● **GIVEN INSTRUCTION 1**:
Count the lines in the rows below that contain the word "bare", and give only that number.

● **GIVEN TEXT**:
────────────────────

Friday, April 9, 2010

Borjomi Denied

Borjomi Denied

Yesterday, April 8th, Georgia really ganged up on these less than inveterate travelers. We were set to head for a national park, Borjomi. Anticipation was high and full of pleasant images. Not to be.
First, it was a cloudy and cold day—not the right kind of weather for a person who suffers circulatory problems. Nonetheless, we were able to get a taxi to take us to the train station. No real problems at this point.
Well, the taxi driver thought it was the train station. We thought it was just a huge Georgian bazaar (open air market) crowded with stalls and vendors everywhere. Set right up in the mud. We had been to this place once with a Fulbrighter and had come on the Metro. But, we had not seen then nor did we see this time any hint that there was a rail station anywhere about. The taxi driver kept insisting that it was over there, down a crowded aisle by the piles of oranges and bananas and sulguni and bags of herbs and nuts. Weaving with our suitcases around the puddles and black garbed shoppers and sellers, we could have been in a short scene from an experimental movie. Black and white.



We found no sign of a train station. The rain had increased in tempo and now a slight wind had come up. We sought a bit of temporary shelter along side the wall of a building which also had a bank office. Sarah went in and finally found a person who spoke some English who could point us to the train station. So, with a very modest degree of renewed hope, we headed for the black cavern that had been indicated as an entrance to the train station.

────────────────────

Records pointing to named objects:
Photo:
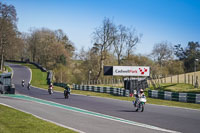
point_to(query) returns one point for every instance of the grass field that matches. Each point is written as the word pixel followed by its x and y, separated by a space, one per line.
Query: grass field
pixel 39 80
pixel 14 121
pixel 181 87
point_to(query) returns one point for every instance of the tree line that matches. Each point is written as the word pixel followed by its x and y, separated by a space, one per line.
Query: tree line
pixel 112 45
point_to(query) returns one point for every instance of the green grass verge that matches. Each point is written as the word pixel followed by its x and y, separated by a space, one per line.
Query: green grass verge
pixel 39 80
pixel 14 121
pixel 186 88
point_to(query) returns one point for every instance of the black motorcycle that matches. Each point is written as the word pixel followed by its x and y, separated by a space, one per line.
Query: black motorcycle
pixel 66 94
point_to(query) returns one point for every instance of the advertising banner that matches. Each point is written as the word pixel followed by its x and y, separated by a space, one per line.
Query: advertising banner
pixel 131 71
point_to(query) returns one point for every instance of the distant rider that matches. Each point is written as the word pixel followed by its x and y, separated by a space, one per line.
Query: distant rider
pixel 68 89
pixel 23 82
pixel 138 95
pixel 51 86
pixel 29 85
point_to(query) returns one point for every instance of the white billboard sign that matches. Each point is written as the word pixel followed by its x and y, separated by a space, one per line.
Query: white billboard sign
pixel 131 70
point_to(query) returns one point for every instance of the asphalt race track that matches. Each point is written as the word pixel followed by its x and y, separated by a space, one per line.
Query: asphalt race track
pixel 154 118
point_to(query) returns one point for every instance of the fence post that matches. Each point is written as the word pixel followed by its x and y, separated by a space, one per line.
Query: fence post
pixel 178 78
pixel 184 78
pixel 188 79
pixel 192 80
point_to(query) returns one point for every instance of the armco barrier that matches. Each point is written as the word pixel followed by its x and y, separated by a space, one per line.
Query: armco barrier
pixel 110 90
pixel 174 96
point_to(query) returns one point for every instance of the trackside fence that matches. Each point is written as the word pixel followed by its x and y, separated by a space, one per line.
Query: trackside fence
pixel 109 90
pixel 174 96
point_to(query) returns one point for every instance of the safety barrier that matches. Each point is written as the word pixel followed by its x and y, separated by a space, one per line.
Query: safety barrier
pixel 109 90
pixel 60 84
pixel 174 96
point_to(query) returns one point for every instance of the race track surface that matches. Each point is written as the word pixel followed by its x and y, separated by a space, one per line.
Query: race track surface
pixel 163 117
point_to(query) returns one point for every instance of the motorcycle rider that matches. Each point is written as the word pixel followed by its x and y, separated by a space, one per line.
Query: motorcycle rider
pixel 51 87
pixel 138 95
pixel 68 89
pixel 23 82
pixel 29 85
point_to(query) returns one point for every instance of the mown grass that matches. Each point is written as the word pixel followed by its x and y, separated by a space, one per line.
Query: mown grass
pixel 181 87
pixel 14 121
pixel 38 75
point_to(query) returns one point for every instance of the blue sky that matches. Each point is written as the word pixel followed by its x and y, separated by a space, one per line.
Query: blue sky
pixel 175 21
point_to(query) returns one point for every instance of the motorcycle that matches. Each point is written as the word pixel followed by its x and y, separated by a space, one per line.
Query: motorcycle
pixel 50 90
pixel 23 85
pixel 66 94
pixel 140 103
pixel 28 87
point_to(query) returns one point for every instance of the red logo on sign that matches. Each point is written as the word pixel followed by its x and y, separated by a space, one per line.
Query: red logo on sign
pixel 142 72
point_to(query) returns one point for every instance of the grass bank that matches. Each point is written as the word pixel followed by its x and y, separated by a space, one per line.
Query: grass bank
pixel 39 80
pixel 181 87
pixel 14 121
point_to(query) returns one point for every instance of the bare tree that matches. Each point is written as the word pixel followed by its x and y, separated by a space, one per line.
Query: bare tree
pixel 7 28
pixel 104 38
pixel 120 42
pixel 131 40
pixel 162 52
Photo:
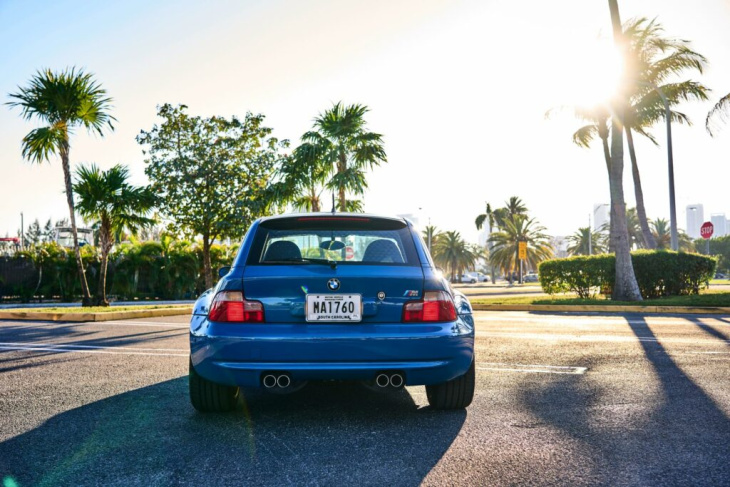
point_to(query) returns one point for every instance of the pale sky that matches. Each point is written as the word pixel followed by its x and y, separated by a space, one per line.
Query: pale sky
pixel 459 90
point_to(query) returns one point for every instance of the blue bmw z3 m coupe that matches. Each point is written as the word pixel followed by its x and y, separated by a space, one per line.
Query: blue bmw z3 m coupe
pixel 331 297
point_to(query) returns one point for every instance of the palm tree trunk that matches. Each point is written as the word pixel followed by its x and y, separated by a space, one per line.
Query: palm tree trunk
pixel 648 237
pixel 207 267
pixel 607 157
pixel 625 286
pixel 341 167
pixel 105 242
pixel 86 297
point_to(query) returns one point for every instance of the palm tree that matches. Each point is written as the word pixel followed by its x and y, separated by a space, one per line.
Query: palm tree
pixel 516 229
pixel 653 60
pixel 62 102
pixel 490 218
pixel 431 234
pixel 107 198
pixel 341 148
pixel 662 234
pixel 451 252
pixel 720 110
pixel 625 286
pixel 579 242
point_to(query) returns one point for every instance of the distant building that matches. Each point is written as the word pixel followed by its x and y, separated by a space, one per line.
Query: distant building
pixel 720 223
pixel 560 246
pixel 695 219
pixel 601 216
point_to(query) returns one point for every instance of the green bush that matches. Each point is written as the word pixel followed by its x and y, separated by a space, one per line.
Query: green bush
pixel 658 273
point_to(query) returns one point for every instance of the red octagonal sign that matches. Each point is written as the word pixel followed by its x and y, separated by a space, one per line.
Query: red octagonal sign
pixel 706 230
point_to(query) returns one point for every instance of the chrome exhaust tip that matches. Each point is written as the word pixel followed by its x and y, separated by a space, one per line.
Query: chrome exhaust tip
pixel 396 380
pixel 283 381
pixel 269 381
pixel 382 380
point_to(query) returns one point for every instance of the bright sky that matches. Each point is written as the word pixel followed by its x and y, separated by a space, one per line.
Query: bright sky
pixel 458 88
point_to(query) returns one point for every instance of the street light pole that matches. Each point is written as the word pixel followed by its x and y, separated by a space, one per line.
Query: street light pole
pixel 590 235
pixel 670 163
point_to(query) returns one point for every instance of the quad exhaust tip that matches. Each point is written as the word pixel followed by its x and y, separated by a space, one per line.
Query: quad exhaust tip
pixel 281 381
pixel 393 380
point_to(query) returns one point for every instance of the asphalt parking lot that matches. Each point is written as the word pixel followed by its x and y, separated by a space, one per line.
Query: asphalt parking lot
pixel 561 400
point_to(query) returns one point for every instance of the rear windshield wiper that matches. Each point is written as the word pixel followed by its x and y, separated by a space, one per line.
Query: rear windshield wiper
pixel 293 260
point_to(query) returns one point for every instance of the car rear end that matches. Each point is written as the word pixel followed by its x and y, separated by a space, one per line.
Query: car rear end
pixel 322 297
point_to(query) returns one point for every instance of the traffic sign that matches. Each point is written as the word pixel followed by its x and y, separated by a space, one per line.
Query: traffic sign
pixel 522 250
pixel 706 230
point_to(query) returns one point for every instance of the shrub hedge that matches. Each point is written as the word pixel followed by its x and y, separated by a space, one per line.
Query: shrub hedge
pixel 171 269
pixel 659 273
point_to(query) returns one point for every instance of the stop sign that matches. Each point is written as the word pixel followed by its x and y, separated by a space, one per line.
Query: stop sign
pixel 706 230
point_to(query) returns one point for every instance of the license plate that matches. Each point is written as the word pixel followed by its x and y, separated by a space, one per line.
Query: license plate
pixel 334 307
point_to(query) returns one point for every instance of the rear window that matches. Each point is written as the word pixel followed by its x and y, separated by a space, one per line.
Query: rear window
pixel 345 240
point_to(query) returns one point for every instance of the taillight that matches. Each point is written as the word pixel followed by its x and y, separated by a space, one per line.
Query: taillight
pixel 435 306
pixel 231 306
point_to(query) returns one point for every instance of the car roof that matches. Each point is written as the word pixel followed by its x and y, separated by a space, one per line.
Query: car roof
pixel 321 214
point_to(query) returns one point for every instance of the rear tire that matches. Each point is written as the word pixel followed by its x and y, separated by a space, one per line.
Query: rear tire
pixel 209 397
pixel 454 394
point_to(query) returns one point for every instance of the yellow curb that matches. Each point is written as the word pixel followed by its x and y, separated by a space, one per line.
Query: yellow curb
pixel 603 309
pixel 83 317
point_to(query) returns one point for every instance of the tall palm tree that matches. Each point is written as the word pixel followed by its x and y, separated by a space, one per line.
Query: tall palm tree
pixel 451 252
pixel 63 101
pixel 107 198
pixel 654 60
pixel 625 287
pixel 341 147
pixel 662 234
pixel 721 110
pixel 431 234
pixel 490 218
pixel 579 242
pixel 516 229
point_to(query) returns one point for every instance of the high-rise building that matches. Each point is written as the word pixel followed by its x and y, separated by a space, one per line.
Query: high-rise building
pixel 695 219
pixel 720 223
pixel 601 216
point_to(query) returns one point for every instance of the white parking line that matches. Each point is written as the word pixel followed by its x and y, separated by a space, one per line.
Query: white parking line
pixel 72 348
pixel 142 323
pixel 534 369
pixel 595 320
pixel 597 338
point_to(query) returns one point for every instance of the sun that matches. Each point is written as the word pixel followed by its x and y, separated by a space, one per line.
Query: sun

────────────────────

● **GIVEN INSTRUCTION 2**:
Extend the account of the attempted trip to Borjomi above, beginning right after its last sentence.

● **TASK ANSWER 1**:
2

● **TASK ANSWER 2**:
This black cavern turned out to be just that. It was an opening in the wall of a block like building. Pools of water protected the entrance. It was gloomy and dark inside with no lighting. Water dripped off the ceiling. Once our eyes got used to the light, we noticed people in front of two dimly lit windows to our left. They looked like they could be ticket offices so we went over. These were the ticket offices for the Georgian National Railroad. It took a while to explain to the official that we wanted “ori” tickets to Borjomi. “Ori” = two. But finally she got it. Then using our western logic we decided that the broken cement and stone stairs leading up and out of this cave must be the way to the trains.



Sure enough. Beyond the stairs were two train platforms. A train had pulled into one. And there was the kind of bustle one would see in many parts of the world as people were wheeling carts through the gate and onto the platform—carts full of produce and bags and cases of water bottles.


We didn’t see any chickens or goats but anything could be possible, we think. We learned that the waiting train was one for Kutaisi, one of the country’s larger cities. The Borjomi train was somewhere. There were no signs, no officials, no information booths. Just a cement platform and train tracks and masses of people. So we took it on faith that this train was out there in the country side and would arrive any minute.



By now the rain and wind had increased so we took shelter under the roof over one of the platforms. And waited. Soon a text message came over the mobile phone from Nina the travel agent who had helped us locate a guest house in Borjomi that this train was going to be late and that it would not arrive in Borjomi until after 10 in the evening. This meant that what had been promised to be a two hour trip had become a six hour trip.
We waited indecisively for a bit. But, the more we calculated, the more it seemed that having to spend so much time on a train and so little time at the National Park that we should suppress our anticipation and yield to the difficulties Georgia sometimes presents. We retraced out steps back down the broken stairs, through the dripping black cavern, holding on to each other lest we step in some sort of pothole in the darkness, out to the bazaar.
Then we had to figure out how to return to our apartment on Gogobashvili street. Take a taxi—none visible; take a bus—the bus stop looked like it was way off over a seething mass of vendors and stalls. We remembered the metro and thought, okay, we will do this.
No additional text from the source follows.